### PROBLEM STATEMENT
Show each line from the rows below that contains the string "sofa". Match case exactly.

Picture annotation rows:
———

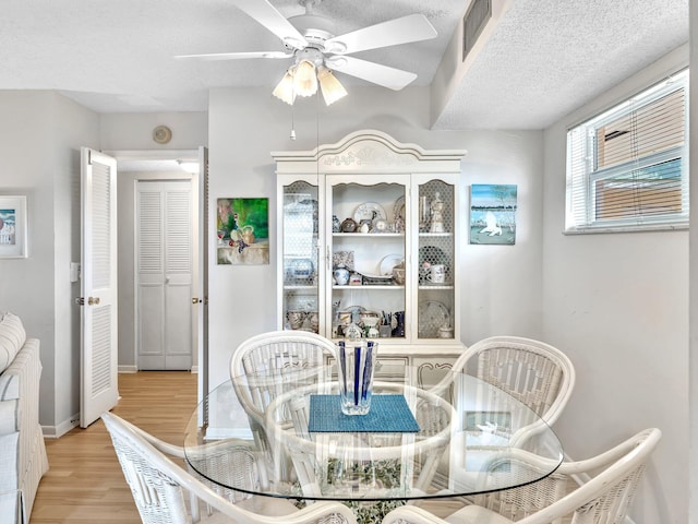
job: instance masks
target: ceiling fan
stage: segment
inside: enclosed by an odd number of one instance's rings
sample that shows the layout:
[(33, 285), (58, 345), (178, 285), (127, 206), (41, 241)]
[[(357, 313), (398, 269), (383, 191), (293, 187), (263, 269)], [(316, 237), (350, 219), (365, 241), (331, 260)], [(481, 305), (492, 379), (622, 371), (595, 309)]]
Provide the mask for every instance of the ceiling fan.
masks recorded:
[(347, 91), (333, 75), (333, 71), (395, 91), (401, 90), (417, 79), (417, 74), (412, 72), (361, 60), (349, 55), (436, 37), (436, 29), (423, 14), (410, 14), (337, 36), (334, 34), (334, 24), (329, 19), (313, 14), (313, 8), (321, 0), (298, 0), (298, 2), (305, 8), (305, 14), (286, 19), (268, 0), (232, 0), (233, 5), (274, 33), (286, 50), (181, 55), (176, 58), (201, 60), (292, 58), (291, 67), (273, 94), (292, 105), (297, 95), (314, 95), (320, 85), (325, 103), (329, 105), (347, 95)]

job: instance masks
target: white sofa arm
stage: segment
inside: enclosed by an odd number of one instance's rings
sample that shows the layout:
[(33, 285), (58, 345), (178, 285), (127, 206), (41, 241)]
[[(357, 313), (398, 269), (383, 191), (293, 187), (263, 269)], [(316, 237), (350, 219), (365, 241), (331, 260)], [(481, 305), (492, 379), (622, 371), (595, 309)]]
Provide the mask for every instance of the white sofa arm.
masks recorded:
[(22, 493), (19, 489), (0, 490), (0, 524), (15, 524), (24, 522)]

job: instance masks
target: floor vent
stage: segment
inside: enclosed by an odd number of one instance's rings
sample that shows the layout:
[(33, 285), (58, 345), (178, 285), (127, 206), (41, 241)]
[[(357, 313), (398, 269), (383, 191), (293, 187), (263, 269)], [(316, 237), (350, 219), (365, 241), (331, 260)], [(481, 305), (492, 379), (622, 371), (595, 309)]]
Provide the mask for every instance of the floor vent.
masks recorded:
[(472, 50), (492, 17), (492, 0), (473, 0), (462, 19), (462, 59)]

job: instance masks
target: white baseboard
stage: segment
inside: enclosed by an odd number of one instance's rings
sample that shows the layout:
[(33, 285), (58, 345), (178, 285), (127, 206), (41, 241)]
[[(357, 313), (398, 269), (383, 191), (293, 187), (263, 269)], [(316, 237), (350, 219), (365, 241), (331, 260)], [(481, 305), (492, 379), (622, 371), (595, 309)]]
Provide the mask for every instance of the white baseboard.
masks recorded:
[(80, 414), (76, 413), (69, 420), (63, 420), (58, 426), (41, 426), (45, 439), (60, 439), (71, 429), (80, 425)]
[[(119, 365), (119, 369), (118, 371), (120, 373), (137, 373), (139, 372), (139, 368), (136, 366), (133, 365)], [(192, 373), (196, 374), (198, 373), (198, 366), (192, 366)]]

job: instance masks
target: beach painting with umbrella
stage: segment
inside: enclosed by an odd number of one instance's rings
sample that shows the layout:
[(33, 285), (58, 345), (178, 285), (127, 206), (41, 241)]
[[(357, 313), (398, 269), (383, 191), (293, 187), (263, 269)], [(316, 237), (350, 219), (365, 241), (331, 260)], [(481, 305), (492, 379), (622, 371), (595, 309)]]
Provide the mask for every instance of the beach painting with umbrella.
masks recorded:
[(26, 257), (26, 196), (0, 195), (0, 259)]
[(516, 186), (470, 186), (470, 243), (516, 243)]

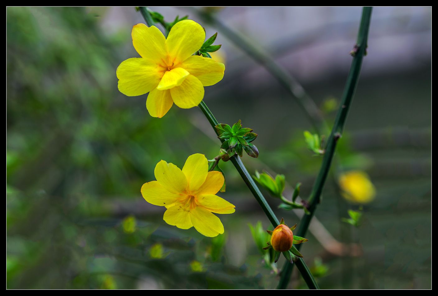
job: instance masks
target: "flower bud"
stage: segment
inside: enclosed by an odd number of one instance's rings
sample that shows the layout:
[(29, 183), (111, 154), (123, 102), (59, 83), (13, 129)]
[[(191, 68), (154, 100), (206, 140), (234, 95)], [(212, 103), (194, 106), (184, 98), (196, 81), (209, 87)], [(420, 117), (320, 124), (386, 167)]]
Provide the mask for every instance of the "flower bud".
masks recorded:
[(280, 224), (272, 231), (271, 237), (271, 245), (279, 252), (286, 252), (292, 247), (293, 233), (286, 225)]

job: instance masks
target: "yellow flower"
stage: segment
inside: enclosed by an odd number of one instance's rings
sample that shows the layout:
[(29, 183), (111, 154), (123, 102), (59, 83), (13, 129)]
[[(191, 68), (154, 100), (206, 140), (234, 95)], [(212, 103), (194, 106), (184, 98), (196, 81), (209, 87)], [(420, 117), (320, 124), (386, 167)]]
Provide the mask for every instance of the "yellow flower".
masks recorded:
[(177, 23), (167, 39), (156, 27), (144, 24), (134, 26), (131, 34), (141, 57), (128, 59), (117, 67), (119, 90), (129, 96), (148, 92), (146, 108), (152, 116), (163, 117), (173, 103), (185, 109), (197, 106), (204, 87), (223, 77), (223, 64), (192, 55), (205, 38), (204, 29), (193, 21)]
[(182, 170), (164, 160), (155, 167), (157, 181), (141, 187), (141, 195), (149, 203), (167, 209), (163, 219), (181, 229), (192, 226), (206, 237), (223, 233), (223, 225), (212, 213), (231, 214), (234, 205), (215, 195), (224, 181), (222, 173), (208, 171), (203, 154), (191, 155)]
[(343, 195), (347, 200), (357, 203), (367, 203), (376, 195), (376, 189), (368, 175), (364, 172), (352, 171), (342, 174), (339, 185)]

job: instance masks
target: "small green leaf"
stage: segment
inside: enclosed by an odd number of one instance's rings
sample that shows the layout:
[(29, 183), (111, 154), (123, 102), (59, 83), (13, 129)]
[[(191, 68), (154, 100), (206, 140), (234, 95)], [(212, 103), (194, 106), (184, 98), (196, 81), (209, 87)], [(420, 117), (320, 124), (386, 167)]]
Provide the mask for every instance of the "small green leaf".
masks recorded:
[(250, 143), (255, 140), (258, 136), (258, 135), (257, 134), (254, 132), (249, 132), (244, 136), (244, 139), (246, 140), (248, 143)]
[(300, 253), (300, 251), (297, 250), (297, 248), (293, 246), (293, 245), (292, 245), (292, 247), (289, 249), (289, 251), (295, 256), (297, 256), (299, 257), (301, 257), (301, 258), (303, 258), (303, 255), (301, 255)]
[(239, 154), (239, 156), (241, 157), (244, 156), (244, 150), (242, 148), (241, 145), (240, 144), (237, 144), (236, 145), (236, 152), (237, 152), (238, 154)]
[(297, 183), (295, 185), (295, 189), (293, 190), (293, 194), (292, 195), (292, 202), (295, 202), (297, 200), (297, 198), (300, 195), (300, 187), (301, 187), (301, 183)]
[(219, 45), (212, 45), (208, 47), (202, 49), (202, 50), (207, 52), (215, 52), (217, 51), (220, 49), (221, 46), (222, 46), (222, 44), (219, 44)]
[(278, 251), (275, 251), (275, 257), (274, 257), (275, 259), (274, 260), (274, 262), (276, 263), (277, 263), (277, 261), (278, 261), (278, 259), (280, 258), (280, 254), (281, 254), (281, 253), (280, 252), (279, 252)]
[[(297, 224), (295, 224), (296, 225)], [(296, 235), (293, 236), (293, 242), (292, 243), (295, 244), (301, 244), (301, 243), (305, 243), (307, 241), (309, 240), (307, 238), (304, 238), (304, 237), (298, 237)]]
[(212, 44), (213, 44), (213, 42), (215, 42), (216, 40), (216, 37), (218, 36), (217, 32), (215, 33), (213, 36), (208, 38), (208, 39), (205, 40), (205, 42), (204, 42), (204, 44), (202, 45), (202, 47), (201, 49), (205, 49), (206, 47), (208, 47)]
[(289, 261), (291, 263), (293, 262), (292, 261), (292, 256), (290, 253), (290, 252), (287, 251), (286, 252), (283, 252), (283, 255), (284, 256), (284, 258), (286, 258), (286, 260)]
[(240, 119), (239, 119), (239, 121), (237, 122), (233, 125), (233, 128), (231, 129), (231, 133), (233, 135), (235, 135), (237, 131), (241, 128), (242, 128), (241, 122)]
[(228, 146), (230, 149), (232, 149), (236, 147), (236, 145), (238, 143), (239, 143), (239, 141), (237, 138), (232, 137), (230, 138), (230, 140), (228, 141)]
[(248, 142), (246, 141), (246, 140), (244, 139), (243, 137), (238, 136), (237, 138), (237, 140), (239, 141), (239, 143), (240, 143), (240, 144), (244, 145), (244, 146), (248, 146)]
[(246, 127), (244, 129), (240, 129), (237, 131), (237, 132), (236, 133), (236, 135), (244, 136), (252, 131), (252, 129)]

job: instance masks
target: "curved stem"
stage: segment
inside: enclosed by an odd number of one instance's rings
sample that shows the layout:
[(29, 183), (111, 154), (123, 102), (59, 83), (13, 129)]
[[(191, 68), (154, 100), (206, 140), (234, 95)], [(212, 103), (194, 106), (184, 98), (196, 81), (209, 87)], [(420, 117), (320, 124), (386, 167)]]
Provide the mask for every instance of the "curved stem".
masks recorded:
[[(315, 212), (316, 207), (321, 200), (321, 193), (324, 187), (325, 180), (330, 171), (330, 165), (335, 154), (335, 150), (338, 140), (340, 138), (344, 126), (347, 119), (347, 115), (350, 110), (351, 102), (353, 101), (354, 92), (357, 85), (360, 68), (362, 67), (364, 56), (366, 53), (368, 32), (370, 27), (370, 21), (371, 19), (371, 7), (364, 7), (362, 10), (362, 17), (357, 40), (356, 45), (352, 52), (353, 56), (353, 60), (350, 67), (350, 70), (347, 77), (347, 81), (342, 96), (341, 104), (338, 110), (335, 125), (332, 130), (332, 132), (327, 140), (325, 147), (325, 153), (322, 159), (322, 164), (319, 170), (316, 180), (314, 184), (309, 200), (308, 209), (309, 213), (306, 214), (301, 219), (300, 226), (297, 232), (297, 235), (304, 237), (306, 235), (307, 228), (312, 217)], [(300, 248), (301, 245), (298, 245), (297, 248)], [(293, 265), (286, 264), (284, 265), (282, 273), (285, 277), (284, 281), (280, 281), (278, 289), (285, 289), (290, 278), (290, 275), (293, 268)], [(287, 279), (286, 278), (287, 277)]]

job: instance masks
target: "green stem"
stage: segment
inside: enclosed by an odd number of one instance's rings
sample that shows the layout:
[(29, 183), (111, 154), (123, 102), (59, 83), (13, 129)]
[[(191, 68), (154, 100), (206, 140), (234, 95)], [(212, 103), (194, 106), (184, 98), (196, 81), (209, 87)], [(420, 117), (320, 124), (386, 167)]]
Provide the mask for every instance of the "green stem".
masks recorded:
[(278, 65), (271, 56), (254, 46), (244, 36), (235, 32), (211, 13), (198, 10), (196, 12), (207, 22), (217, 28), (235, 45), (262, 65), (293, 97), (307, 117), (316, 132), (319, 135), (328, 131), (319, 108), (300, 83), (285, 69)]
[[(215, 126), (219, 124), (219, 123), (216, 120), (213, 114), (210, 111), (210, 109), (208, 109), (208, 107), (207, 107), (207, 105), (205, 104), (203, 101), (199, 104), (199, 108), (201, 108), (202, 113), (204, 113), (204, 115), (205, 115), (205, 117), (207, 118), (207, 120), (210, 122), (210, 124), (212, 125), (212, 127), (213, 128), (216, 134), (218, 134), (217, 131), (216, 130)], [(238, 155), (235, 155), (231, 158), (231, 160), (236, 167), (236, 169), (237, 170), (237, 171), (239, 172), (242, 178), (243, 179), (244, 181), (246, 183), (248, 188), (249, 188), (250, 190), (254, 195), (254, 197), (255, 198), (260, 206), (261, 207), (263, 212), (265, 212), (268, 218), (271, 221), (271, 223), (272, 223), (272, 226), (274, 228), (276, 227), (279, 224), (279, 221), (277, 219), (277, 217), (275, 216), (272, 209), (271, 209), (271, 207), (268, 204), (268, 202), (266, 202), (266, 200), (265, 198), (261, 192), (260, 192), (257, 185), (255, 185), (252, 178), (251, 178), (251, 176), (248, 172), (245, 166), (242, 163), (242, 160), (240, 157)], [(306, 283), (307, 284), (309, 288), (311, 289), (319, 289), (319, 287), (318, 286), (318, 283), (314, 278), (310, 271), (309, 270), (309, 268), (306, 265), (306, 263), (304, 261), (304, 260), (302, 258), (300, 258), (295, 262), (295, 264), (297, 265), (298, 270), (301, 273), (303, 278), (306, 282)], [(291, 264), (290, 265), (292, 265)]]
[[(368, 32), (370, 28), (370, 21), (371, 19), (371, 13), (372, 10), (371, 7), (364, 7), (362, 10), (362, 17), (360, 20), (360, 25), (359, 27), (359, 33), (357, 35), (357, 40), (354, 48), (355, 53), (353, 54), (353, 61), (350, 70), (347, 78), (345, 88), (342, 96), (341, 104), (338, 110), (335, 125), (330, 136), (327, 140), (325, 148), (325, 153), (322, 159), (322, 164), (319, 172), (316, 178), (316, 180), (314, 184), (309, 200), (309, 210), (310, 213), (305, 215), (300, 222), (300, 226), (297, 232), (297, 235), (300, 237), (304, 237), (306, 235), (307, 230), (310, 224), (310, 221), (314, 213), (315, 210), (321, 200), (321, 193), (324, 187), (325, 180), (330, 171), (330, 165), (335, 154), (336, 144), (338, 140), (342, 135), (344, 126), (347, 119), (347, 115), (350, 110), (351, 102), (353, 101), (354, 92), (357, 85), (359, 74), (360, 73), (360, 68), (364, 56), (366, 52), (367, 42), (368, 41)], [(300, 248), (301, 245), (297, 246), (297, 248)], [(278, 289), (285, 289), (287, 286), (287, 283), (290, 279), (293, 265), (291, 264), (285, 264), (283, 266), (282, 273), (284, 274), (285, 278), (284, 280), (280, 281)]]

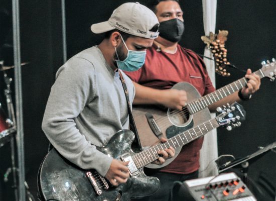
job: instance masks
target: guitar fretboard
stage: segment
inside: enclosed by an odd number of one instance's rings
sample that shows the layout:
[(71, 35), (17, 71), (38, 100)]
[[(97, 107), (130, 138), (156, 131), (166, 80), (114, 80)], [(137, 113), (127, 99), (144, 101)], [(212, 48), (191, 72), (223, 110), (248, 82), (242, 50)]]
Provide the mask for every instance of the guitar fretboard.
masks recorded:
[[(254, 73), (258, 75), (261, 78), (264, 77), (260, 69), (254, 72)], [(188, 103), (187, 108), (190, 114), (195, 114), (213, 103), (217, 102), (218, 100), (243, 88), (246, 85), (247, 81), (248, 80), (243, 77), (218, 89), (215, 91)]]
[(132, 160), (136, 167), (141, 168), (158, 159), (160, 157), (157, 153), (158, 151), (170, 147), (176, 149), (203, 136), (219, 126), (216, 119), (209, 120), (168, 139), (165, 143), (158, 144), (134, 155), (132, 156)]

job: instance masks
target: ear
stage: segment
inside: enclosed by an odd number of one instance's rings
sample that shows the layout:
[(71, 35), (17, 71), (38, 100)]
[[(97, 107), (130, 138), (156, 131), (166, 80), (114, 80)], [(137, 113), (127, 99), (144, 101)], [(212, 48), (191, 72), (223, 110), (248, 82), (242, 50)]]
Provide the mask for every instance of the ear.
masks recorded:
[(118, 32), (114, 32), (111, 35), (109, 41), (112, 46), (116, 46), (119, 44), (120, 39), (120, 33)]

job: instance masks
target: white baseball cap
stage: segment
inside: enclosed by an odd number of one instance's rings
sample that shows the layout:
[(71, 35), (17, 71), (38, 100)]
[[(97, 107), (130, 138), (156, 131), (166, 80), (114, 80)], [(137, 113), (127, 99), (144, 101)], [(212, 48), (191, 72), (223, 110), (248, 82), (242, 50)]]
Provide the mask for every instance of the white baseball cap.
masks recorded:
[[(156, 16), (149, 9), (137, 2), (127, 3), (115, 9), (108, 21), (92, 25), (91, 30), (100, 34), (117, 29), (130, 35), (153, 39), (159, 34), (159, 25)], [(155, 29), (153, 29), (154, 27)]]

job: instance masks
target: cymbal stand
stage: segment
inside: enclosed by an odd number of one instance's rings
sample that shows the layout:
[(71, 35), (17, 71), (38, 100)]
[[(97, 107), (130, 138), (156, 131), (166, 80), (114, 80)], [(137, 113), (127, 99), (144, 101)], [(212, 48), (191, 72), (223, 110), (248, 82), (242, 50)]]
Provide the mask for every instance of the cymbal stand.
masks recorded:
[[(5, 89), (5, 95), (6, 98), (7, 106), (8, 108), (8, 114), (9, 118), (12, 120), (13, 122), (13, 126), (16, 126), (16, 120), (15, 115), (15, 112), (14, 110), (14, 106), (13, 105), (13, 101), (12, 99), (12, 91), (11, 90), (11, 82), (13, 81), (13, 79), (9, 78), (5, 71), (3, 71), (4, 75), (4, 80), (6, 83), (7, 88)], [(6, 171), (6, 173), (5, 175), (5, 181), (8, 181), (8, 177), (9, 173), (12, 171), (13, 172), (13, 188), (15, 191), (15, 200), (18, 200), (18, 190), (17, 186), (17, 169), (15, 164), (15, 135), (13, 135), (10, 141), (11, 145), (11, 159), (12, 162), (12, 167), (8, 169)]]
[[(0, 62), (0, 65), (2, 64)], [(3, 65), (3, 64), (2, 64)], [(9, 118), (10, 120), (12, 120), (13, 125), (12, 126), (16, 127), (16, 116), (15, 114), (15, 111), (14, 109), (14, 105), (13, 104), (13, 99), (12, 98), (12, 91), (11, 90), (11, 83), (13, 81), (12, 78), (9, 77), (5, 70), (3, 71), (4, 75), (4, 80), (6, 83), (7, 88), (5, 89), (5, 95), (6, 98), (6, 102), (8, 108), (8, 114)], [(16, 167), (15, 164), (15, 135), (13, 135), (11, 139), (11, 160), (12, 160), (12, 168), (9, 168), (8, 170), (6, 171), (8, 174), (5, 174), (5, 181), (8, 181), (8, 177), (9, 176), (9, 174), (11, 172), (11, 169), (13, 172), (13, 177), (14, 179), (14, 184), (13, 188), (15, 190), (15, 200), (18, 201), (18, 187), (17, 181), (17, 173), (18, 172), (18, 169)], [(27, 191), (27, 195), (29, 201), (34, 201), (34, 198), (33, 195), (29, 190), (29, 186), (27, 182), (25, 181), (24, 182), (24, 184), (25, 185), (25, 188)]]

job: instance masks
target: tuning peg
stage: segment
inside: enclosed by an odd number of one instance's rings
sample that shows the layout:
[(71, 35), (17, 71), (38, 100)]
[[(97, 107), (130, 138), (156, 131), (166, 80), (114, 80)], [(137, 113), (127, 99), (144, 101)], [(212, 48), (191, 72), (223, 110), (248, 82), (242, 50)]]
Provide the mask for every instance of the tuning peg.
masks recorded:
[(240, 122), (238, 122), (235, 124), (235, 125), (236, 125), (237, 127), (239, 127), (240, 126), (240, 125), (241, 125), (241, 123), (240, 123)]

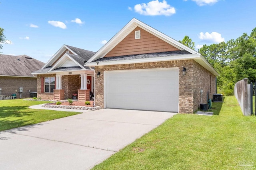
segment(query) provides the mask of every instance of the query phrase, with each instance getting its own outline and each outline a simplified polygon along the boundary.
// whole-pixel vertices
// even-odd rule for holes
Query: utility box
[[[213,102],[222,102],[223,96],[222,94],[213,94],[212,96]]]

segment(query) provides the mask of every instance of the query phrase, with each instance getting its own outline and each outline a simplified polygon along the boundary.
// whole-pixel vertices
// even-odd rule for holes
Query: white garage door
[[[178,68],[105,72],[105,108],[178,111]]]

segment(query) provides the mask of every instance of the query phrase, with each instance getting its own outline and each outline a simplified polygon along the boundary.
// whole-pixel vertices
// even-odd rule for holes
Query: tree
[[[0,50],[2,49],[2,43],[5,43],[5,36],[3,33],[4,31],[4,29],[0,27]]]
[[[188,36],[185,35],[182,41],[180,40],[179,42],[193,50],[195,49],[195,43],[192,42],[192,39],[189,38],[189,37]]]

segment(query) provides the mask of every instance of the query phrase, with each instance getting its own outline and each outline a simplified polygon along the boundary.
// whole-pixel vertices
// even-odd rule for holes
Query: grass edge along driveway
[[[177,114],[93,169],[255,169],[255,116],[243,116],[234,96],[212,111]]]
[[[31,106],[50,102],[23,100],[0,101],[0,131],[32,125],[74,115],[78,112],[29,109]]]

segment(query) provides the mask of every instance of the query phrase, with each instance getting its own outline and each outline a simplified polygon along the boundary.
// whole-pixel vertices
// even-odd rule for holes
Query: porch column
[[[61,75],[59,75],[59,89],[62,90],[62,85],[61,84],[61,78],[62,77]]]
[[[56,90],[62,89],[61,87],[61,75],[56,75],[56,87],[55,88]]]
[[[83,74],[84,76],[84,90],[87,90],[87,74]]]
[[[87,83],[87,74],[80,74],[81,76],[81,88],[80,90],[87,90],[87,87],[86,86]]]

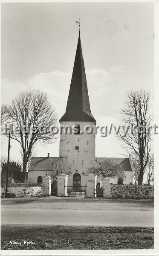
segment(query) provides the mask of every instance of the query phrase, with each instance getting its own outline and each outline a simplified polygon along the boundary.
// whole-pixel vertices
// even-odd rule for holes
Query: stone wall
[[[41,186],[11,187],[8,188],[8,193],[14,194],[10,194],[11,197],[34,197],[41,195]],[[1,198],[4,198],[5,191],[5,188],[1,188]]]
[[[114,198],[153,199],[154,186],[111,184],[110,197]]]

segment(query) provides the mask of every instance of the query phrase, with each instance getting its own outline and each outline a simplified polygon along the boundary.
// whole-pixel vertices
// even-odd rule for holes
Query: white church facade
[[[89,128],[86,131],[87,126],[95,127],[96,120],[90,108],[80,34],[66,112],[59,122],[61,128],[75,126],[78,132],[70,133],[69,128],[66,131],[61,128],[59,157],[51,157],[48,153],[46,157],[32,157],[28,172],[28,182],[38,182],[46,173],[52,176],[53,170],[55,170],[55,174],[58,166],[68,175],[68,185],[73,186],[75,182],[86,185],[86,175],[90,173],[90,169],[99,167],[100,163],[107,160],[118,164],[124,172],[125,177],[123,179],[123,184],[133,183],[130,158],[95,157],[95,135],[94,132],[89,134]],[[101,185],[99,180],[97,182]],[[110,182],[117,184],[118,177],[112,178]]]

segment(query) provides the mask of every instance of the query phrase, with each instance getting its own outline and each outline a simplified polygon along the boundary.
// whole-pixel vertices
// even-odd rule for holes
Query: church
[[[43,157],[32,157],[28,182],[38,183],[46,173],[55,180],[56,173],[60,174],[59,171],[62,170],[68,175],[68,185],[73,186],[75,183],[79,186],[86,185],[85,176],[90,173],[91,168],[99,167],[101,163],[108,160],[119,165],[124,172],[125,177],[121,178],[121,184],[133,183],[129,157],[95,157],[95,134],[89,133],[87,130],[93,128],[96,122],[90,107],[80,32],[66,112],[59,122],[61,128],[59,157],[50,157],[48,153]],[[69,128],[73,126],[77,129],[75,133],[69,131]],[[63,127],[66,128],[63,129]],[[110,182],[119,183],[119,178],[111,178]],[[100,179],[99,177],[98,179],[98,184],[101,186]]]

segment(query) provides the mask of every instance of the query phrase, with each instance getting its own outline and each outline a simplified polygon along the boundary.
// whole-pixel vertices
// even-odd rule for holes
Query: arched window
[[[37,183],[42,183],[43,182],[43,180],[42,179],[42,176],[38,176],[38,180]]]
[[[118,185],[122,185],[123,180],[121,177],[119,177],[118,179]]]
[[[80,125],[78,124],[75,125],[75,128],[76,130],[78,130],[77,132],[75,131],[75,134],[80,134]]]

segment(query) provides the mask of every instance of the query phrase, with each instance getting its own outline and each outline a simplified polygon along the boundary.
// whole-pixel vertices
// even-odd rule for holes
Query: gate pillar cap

———

### TASK OUTPUT
target: white sofa arm
Provide the mask for every instance of the white sofa arm.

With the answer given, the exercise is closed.